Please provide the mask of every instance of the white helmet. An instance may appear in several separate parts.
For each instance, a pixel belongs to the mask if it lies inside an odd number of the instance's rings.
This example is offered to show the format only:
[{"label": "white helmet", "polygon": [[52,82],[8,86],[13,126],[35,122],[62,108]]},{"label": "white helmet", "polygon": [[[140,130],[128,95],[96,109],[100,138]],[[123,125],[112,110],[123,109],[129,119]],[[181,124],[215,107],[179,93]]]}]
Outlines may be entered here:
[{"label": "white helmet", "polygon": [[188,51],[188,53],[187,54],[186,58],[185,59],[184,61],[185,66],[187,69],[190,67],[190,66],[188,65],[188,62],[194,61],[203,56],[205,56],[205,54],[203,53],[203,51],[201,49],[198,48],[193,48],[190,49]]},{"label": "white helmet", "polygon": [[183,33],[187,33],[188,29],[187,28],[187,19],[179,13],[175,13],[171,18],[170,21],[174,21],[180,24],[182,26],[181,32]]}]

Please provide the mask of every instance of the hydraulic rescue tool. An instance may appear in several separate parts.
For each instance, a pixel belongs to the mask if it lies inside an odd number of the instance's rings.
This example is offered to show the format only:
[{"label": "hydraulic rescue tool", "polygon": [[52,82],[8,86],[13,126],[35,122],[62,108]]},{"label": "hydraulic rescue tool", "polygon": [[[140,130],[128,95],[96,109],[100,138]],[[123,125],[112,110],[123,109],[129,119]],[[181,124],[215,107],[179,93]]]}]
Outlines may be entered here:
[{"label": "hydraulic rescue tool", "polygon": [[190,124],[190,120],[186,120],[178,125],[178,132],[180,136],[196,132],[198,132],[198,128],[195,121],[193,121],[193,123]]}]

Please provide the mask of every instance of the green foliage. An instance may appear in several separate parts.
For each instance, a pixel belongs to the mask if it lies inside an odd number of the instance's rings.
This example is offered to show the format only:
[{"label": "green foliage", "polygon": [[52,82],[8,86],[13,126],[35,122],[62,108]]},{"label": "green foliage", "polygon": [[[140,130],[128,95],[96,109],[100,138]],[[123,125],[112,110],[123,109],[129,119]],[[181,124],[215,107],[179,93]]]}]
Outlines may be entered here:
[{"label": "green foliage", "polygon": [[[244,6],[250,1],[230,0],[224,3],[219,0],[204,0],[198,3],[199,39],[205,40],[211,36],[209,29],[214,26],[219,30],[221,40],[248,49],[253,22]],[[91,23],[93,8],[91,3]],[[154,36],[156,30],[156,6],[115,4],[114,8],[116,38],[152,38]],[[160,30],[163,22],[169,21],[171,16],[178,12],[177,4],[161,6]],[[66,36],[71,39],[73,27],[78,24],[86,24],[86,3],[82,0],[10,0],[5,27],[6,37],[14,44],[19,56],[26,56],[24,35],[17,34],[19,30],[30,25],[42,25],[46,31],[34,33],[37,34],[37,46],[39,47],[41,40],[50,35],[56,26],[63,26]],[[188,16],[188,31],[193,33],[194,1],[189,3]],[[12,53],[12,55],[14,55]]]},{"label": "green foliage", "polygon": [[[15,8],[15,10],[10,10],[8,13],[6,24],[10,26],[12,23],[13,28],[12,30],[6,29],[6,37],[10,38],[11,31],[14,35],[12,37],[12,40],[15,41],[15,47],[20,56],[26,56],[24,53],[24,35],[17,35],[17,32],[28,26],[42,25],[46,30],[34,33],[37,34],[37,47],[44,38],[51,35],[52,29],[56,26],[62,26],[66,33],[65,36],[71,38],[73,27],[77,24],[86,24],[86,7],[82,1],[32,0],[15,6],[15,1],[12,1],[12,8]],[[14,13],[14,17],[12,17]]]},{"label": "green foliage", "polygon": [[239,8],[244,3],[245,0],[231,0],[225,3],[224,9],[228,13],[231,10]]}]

******************************

## Problem description
How many of the lines above contain the string "rescue", with case counting? Reply with the number alone.

## Task response
3